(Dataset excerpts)
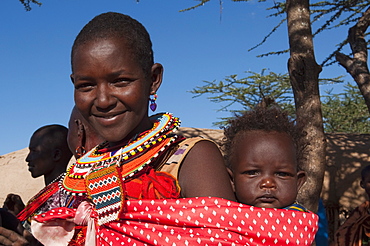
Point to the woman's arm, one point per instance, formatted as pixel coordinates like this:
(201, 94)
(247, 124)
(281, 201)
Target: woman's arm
(204, 174)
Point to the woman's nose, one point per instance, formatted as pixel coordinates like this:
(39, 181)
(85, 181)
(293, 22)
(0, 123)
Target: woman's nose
(104, 98)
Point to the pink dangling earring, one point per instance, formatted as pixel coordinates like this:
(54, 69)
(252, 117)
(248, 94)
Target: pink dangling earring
(153, 105)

### [Task]
Exactly as written, return each line above and leave the pictures behind.

### [Answer box]
Point to the woman's arm, one point per instance, formatted as pixel coordinates like this:
(201, 94)
(247, 124)
(281, 201)
Target: woman's arm
(204, 174)
Point to the woman's nose, one point per instance, formatted as pixel coordinates like this:
(39, 181)
(85, 181)
(293, 22)
(0, 123)
Target: woman's nose
(104, 98)
Point to the pink dangling earring, one point per instance, formatted as pixel coordinates like this:
(54, 69)
(252, 117)
(248, 94)
Target: pink dangling earring
(153, 105)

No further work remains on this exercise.